» **Activity list**:
- A) Please answer these from the article below on grizzly bears and roads, one answer a line:
(i) How many grizzlies did the researchers track?
(ii) How many times as common were grizzlies where road density stayed beneath the threshold, given equal habitat quality?
(iii) For how long has bear hunting been banned in the area?
- B) Render this sentence from the grizzly bear article below in Spanish: "Bear hunting has been banned in the area for 20 years, but bears avoid humans nonetheless, Lamb said."

» **Selected extract**:
== Segment start ==

It’s not necessarily the roads in the backcountry that bother grizzly bears. Sometimes, it’s the people on them.
“There’s no doubt that roads themselves are probably not that bad for bears,” said Clayton Lamb, a University of Alberta biologist and co-author of a paper published Tuesday in the Journal of Applied Ecology.
Lamb and his colleagues used DNA marking to study the movements of 74 grizzlies over 8,000 square kilometres of wilderness in southern British Columbia between Oliver and Castlegar. They were trying to assess the relationship between road density and bear populations.
Previous studies concluded that anything higher than 0.6 kilometres of road per square kilometre was linked with declining numbers. But Lamb said that figure mostly concerns cub survival and habitat use.
“It doesn’t necessarily mean there’s fewer bears.”
The study Lamb was part of confirmed more roads do mean fewer bears. Grizzlies were about three times as common where road density was beneath the threshold, given equal habitat quality.
“Roads and the humans that travel on them do increase both the risk of bear mortality and the chance that a bear won’t use that habitat any more,” Lamb said.
Bear hunting has been banned in the area for 20 years, but bears avoid humans nonetheless, Lamb said.

== Segment end ==

» **Exercise data**:
== Segment start ==

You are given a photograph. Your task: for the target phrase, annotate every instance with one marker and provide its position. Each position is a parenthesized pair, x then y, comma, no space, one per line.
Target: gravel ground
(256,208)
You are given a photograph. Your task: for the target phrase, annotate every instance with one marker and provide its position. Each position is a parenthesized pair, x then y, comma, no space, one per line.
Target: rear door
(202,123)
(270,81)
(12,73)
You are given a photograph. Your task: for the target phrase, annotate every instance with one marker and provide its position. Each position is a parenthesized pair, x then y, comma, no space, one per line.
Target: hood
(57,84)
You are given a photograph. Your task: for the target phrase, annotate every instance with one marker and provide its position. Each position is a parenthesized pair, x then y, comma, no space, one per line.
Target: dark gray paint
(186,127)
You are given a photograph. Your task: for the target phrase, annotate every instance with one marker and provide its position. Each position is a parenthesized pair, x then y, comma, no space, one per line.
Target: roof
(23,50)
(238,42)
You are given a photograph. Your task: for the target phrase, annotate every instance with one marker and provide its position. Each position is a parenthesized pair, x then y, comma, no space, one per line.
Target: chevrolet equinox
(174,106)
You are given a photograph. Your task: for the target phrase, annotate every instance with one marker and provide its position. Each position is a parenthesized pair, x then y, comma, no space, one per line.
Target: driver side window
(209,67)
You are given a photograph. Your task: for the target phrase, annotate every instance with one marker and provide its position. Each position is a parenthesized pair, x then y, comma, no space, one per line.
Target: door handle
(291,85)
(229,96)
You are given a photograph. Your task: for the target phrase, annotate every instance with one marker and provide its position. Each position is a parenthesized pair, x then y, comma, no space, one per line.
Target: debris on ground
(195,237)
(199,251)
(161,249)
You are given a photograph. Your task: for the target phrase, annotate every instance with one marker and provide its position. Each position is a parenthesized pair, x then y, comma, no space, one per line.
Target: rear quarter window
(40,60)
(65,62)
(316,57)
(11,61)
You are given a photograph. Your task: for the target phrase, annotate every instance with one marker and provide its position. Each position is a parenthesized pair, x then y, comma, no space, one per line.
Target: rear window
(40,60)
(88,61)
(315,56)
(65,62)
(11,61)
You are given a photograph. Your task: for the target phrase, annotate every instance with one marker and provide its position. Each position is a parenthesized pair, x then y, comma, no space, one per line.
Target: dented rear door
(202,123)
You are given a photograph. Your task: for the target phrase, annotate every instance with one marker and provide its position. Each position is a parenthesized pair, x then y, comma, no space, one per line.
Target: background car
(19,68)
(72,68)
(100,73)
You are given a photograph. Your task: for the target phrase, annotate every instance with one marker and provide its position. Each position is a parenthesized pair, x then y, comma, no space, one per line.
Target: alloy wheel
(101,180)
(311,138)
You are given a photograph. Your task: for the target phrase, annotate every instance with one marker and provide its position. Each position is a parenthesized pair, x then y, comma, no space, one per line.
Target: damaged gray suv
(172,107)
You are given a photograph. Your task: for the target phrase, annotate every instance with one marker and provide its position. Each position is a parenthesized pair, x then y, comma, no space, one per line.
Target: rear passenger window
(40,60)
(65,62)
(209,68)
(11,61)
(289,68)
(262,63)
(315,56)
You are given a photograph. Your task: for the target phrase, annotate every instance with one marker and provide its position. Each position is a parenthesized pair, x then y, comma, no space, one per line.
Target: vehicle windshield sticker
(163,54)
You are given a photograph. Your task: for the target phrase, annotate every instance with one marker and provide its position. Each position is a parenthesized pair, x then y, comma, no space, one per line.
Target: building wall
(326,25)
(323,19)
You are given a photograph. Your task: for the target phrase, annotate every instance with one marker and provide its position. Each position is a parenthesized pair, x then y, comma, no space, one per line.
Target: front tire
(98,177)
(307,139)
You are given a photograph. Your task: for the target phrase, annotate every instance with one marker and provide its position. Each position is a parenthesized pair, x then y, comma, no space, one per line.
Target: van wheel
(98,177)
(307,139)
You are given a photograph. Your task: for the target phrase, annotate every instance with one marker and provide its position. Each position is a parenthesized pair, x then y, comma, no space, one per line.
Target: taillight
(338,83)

== Segment end ==
== Segment start ==

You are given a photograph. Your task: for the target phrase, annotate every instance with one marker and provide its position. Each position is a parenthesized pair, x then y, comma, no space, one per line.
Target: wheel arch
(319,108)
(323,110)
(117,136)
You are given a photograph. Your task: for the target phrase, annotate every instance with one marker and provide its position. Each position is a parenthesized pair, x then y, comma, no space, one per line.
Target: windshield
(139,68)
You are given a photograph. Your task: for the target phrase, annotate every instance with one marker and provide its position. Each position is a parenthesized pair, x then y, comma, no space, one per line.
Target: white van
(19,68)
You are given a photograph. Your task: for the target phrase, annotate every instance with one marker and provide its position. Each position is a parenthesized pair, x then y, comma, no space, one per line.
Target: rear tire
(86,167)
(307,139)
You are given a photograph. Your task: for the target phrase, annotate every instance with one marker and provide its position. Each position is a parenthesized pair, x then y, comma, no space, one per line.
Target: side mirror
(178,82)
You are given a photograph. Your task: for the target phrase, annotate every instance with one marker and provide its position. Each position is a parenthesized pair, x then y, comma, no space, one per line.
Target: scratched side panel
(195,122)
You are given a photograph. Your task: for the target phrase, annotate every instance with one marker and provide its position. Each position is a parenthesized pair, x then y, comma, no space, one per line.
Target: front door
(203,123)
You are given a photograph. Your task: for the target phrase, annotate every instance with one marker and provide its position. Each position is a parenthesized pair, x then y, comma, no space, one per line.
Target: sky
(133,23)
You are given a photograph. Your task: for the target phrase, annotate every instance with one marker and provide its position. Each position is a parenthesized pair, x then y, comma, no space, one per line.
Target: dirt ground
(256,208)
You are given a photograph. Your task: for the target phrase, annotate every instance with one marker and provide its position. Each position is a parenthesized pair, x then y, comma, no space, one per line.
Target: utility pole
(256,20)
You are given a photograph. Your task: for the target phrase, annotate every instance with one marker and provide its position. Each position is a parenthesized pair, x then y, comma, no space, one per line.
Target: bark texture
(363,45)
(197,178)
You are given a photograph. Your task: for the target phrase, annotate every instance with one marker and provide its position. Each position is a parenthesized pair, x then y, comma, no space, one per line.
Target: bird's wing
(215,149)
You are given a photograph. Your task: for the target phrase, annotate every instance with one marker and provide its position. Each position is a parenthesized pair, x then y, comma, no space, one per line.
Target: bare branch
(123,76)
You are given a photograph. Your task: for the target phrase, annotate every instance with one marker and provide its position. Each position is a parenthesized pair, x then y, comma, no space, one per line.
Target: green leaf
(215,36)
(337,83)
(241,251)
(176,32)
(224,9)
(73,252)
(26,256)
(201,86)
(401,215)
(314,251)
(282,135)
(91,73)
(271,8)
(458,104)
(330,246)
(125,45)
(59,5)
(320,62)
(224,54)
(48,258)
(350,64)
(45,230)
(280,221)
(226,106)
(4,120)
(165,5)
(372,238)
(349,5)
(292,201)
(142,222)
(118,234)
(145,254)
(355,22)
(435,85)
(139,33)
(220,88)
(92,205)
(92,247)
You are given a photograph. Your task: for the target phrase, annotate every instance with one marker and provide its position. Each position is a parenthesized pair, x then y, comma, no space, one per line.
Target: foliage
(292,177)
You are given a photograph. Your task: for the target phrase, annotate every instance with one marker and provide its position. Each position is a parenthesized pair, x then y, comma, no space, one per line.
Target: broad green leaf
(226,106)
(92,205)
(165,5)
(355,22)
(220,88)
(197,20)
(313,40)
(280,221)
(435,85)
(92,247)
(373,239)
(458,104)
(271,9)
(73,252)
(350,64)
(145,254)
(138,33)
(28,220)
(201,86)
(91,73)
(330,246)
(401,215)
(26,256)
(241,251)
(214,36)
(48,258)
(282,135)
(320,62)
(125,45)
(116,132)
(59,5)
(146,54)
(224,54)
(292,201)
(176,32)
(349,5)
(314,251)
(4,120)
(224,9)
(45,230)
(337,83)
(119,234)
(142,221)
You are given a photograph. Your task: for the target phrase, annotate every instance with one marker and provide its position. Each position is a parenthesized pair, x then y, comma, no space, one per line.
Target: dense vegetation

== Segment end ==

» **Answer section**:
- A)
(i) 74
(ii) About three times
(iii) 20 years

- B) La caza de osos está prohibida en la zona desde hace 20 años, pero los osos evitan a los humanos de todos modos, dijo Lamb.